▶ _REQUIRED WORK_
Using the data that follows, return exactly the lines from the one that contains "# mark a point on every instance of the forehead" through the one that contains "# mark a point on every instance of the dark", ends included.

▶ _RECORDS SHOWN_
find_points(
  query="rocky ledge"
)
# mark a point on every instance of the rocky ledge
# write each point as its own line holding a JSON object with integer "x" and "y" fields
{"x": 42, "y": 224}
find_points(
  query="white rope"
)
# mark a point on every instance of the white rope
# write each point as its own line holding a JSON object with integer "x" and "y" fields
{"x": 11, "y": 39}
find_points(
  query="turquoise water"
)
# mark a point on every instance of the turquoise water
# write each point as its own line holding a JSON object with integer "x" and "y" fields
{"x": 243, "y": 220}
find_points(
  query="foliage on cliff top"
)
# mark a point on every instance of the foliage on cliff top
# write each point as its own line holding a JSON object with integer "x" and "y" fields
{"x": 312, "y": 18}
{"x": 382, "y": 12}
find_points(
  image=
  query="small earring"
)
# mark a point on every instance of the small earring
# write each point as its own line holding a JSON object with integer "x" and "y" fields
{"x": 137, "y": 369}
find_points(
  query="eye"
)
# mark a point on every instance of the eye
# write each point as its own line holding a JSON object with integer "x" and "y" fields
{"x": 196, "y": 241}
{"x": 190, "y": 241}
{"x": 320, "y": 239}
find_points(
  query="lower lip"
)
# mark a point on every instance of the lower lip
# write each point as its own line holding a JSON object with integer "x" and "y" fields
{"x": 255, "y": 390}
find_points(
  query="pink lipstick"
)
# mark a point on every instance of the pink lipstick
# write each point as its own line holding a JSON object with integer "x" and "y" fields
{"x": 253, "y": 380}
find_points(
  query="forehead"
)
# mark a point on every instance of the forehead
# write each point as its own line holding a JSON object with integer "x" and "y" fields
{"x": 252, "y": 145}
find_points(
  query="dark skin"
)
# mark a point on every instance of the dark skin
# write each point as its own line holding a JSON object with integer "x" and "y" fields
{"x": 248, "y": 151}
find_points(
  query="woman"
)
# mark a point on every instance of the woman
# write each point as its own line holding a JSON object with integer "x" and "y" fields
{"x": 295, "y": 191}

▶ _TASK SOLUTION_
# mark a point on every instance of the forehead
# write each point as its own line holding a JSON object with integer "x" and "y" fields
{"x": 252, "y": 145}
find_points(
  query="dark skin"
)
# mark a point on every instance of the dark skin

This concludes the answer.